Entries from a dataset =
________________________________________

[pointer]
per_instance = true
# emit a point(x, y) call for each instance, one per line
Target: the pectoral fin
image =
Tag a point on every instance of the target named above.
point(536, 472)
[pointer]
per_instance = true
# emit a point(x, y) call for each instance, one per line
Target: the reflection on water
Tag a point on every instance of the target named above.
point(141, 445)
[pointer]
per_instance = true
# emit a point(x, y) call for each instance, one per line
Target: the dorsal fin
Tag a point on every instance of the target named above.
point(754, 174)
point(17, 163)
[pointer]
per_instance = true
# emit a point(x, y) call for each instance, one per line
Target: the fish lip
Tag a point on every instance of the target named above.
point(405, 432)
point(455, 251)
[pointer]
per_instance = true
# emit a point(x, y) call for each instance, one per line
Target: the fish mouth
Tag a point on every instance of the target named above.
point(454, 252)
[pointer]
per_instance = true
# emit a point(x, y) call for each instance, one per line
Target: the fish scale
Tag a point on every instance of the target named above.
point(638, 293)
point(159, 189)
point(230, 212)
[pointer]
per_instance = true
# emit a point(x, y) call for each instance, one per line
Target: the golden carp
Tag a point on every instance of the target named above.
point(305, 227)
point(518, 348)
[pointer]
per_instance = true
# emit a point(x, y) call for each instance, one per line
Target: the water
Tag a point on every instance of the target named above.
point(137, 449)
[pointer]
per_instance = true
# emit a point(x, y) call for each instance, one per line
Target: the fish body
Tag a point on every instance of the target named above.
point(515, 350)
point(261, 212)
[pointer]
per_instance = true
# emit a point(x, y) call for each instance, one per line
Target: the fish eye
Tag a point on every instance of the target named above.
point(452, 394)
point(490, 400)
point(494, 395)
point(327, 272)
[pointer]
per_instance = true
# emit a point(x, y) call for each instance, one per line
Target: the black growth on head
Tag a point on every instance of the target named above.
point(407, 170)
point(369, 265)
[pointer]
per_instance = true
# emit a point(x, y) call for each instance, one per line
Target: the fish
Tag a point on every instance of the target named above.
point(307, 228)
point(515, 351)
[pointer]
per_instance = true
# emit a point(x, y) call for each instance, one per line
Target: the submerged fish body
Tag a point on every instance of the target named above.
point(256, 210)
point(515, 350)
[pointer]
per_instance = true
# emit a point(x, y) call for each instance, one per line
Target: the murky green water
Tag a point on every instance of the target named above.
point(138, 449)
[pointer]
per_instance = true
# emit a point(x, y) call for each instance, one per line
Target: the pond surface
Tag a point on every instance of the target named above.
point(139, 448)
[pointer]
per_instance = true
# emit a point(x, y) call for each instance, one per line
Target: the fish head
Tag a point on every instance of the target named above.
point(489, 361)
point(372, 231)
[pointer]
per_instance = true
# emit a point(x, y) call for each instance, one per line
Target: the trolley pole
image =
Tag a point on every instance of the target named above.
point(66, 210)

________________________________________

The problem = Give a word-for-word copy of the records.

The response =
[pointer]
per_instance = true
# emit a point(x, y) call for each instance, one per line
Target: the pectoral fin
image =
Tag a point on every instance of the target named above.
point(536, 472)
[pointer]
per_instance = true
# emit a point(x, y) call for each instance, one per line
Target: the reflection on water
Tag a point on every instance of the target named above.
point(141, 445)
[pointer]
per_instance = true
# emit a point(x, y) call for each instance, one per line
Target: the dorsal fin
Tag a point on every instance of the target named above.
point(754, 174)
point(17, 163)
[pointer]
per_instance = true
# emit a point(x, y) call for each instance, one per line
Target: the fish lip
Tag a point on every instance of the target named above.
point(405, 432)
point(455, 251)
[pointer]
per_instance = true
# emit a point(x, y) call for each instance, one per line
Target: the fish mouth
Tag a point on every instance of the target named above.
point(454, 252)
[pointer]
per_instance = true
# emit a point(x, y) call for each instance, one per line
Target: the fish scale
Tag a point on every instance of the target named above.
point(638, 293)
point(159, 189)
point(230, 212)
[pointer]
per_instance = true
# emit a point(x, y) call for each instance, one per line
Target: the golden carp
Tag a point on every instance of the target named above.
point(305, 227)
point(518, 348)
[pointer]
per_instance = true
# emit a point(x, y) call for each instance, one per line
Target: the water
Tag a point on every instance of the target named above.
point(137, 449)
[pointer]
per_instance = true
# emit a point(x, y) call for each instance, one per line
Target: the fish body
Tag a point on every instance of the target named above.
point(515, 350)
point(261, 212)
[pointer]
per_instance = true
# emit a point(x, y) call for each instance, one per line
Target: the fish eye
Tag a point on every instance of the target named above.
point(452, 394)
point(490, 400)
point(494, 395)
point(327, 272)
[pointer]
per_instance = true
# emit a point(x, y) call for each instance, one per line
Target: the black growth on head
Tag a point on every instance of the target named above.
point(407, 170)
point(369, 265)
[pointer]
per_instance = true
# emit a point(x, y) call for each instance, one per line
Target: the fish
Tag a point on every instance of the target named above.
point(307, 228)
point(515, 351)
[pointer]
per_instance = true
# emit a point(x, y) call for each instance, one per line
Target: the submerged fish body
Tag a point on every instance of the target named above.
point(256, 210)
point(515, 350)
[pointer]
per_instance = true
# emit a point(x, y) call for each instance, one per line
Target: the murky green water
Tag a point on every instance of the target named above.
point(138, 449)
[pointer]
per_instance = true
# emit a point(x, y) call for each instance, one per line
Target: the pond surface
Tag a point on every instance of the target named above.
point(139, 448)
[pointer]
per_instance = true
# emit a point(x, y) call for each instance, one per line
Target: the fish head
Tag a point on every instance of the target named above.
point(489, 361)
point(372, 231)
[pointer]
per_instance = true
# emit a point(x, y) call for each instance, one per line
Target: the trolley pole
image =
Tag a point on every instance of the target named above.
point(66, 210)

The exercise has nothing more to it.